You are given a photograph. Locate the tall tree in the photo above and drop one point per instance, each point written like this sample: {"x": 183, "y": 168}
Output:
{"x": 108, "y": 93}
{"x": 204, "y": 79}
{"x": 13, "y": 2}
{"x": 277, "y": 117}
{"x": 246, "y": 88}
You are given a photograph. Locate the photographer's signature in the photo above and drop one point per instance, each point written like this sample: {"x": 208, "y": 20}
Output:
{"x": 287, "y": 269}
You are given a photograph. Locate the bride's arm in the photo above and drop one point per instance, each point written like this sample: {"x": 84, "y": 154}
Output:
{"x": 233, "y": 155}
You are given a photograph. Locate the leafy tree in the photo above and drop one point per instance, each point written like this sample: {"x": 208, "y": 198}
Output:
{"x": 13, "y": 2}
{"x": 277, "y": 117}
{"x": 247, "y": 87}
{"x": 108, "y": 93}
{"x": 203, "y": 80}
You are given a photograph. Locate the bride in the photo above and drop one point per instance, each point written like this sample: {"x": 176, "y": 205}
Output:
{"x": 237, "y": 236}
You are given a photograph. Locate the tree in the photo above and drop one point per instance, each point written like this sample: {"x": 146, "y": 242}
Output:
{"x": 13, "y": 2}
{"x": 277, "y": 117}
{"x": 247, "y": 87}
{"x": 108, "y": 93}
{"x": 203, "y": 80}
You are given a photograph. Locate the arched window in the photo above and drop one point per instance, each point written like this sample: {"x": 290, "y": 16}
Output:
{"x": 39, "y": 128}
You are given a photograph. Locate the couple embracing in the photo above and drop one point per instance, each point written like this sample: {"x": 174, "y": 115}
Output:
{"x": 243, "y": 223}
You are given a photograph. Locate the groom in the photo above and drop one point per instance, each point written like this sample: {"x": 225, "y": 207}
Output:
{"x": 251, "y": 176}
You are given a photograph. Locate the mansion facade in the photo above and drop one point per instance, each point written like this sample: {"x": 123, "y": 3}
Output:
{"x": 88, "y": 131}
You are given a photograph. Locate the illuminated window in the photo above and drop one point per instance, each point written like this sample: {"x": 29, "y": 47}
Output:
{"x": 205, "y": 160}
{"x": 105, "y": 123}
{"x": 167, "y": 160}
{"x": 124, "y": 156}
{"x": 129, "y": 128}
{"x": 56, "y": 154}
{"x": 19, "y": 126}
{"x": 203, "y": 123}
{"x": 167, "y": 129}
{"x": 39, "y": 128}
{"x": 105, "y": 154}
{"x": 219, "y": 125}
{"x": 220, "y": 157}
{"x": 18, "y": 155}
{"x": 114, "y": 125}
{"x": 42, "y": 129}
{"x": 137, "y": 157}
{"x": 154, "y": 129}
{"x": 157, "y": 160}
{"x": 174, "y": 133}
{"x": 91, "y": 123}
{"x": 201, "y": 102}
* * *
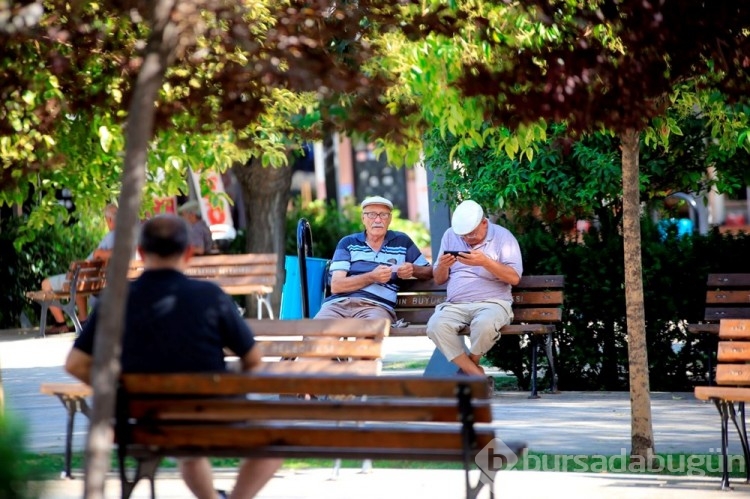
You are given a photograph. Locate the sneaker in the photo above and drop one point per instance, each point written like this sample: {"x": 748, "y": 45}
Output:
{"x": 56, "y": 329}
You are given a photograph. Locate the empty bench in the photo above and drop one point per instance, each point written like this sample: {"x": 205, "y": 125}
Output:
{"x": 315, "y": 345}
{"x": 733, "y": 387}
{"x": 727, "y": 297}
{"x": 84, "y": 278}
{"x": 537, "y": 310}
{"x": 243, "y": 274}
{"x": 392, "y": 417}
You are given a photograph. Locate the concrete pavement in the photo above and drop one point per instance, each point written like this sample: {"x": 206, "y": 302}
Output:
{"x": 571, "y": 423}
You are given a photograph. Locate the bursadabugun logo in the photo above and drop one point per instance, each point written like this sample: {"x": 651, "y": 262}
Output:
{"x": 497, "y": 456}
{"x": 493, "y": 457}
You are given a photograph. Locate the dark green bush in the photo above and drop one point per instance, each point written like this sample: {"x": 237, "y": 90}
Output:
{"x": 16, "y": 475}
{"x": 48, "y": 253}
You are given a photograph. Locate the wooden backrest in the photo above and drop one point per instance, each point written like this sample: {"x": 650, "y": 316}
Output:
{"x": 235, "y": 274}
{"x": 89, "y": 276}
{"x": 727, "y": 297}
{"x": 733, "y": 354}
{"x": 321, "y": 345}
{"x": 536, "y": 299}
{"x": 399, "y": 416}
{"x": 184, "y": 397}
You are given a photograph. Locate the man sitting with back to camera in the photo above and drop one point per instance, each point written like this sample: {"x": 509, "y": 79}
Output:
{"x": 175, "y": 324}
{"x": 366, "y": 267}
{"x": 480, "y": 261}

■ REQUEST
Return every line of the data above that contains the word "window".

■ RESULT OF THE EXERCISE
You are given a photograph. Locate the arched window in the photo above and drop one point per instance, each point written like this sample: {"x": 290, "y": 16}
You are given a photograph. Locate the illuminated window in the photo above and drop one point per instance, each point written like this sample: {"x": 29, "y": 47}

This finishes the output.